[Contour annotation records]
_____

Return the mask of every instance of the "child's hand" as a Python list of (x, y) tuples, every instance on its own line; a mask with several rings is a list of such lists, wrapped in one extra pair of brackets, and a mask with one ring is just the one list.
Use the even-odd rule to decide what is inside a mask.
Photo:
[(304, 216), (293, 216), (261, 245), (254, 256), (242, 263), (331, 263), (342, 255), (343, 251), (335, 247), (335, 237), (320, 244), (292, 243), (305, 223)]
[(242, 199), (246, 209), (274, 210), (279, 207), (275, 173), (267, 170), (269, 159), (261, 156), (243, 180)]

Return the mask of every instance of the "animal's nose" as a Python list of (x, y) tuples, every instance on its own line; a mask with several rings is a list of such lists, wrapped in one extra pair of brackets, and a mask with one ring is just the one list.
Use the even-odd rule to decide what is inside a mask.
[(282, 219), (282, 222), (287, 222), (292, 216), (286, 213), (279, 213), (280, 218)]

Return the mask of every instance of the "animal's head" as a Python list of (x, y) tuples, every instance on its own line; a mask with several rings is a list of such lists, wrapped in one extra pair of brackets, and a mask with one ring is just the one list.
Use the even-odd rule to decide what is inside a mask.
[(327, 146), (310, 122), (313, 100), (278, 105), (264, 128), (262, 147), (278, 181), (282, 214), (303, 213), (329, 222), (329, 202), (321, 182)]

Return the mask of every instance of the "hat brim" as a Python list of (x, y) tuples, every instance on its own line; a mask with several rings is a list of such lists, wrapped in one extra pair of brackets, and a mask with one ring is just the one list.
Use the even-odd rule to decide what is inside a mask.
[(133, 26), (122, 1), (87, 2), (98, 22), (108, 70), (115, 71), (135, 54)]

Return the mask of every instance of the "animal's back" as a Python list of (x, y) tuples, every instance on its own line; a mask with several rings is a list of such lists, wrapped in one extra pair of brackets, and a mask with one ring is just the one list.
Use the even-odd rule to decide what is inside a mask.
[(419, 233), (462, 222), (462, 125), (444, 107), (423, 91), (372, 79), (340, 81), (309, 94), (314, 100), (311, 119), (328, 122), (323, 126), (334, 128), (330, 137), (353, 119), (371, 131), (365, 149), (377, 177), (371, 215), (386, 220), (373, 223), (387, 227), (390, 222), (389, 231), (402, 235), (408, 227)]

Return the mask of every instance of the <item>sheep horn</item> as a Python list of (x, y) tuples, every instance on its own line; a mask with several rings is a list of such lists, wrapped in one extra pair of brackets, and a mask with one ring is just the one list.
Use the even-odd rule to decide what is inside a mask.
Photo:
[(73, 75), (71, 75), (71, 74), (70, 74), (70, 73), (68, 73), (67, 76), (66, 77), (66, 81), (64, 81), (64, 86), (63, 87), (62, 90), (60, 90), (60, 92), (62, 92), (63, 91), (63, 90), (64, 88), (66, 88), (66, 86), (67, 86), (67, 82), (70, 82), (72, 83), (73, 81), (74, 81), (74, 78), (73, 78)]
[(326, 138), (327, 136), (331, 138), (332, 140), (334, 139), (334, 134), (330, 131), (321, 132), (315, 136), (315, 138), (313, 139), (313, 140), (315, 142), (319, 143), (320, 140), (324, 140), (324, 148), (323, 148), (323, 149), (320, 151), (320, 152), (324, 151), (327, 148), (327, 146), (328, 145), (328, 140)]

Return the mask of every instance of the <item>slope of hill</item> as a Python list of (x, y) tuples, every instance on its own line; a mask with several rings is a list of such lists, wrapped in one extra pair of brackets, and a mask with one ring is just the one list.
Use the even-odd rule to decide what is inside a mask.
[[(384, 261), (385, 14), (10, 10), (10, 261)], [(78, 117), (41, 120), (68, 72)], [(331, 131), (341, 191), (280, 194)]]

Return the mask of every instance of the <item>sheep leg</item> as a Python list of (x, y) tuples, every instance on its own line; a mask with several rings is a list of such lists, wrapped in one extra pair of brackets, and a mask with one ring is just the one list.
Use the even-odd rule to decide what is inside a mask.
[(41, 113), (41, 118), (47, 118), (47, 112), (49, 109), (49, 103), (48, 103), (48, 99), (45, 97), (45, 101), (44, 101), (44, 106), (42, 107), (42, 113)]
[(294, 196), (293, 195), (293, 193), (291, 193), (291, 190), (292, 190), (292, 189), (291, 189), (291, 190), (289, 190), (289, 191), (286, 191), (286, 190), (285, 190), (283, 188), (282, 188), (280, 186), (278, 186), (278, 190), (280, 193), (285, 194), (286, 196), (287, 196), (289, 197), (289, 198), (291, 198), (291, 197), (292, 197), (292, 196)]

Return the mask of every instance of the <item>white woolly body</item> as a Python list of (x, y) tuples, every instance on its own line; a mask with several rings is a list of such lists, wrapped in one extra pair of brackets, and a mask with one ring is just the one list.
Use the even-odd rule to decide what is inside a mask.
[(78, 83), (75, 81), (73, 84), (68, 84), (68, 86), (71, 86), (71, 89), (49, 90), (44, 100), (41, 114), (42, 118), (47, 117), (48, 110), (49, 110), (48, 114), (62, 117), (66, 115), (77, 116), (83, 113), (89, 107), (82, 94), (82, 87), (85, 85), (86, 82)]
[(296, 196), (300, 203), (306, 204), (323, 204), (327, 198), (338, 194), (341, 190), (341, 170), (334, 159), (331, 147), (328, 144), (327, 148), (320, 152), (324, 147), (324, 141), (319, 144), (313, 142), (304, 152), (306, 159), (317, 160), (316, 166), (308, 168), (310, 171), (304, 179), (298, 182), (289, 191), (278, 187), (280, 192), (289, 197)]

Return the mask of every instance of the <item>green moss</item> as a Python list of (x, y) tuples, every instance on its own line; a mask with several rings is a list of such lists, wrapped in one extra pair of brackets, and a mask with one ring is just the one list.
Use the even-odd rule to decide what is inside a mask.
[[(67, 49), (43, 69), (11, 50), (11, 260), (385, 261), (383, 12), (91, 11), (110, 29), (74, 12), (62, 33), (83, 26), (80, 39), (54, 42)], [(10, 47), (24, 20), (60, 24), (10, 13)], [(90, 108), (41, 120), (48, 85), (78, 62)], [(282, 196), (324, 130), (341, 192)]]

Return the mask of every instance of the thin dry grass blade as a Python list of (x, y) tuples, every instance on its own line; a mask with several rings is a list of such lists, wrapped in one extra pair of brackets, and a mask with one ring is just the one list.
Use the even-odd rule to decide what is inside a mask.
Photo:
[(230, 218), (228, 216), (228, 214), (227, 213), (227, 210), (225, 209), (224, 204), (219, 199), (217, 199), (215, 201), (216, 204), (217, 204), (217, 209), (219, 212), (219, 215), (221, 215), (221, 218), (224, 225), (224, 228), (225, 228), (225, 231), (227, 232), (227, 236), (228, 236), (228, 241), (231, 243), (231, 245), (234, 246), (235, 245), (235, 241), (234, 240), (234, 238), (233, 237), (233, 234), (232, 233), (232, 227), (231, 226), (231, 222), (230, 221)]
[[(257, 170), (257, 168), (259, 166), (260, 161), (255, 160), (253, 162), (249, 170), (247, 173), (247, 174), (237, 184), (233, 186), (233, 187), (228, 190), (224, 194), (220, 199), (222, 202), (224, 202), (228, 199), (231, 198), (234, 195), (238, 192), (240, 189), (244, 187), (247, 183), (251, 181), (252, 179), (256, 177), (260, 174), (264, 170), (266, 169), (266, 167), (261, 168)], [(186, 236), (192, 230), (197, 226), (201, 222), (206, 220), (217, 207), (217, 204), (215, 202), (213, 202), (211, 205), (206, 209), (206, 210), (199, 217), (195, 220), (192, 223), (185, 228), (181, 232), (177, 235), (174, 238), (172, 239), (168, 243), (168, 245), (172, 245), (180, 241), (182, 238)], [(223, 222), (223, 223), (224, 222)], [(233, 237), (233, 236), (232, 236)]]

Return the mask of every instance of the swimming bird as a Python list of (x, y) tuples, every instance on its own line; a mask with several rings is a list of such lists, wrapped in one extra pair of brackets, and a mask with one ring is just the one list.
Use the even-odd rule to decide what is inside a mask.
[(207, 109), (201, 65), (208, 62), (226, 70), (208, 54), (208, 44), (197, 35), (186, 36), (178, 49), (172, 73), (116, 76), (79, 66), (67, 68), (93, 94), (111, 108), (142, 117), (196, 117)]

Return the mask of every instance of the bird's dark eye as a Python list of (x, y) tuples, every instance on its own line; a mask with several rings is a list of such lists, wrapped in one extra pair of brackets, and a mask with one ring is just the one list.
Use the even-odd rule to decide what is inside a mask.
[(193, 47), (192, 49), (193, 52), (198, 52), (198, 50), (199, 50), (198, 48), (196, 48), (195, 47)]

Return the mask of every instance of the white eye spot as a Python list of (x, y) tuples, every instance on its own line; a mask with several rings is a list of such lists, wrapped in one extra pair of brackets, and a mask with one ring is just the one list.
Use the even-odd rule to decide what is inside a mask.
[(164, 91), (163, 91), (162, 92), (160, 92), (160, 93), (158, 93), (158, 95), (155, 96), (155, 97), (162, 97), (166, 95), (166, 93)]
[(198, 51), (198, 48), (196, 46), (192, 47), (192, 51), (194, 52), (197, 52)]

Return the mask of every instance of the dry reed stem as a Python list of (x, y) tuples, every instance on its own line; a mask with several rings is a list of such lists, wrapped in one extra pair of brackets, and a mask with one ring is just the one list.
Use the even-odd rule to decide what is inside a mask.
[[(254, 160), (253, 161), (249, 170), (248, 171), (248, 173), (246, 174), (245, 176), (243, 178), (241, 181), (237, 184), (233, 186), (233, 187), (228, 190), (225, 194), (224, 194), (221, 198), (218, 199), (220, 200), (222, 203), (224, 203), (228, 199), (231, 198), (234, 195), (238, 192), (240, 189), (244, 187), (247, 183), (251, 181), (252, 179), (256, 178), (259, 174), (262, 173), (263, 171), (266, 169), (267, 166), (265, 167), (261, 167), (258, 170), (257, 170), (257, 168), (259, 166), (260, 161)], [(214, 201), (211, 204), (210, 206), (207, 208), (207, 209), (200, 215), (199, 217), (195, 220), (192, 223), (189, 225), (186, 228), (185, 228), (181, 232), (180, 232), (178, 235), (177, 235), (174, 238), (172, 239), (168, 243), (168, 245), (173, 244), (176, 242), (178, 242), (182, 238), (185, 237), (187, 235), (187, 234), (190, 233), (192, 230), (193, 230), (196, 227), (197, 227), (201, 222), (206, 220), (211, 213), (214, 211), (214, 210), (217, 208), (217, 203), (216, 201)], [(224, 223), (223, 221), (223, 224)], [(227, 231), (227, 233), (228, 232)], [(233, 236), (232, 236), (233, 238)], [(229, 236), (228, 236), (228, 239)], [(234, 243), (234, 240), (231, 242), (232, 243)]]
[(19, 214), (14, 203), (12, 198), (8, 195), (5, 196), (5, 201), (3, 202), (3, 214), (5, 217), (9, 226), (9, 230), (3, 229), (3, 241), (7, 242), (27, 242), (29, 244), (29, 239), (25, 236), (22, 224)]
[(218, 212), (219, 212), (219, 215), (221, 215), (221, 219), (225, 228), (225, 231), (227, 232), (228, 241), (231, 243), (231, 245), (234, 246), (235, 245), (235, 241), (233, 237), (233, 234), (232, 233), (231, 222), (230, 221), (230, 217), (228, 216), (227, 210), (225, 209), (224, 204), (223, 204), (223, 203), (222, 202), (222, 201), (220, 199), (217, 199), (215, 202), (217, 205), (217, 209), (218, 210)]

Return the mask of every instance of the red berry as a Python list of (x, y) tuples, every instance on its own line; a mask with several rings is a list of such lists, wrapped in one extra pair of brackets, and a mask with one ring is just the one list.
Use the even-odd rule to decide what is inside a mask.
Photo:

_____

== SHORT EXERCISE ==
Pull out every line of the material above that contains the word "sheep", matching case exactly.

== RESPONSE TO THE EXERCISE ==
Return the mask of every instance of the <item>sheep horn</item> as a Python list of (x, y) tuples, every instance on its own line; a mask with several rings is a list of such lists, wrapped in one extra pair of brackets, and a mask with one ring is just the one list.
Return the mask of every instance of the <item>sheep leg</item> as a Python list of (x, y) tuples, every instance on its own line; a mask with several rings is a list of such lists, wrapped in one extra pair of brackets, and a mask with one ring is just the one list.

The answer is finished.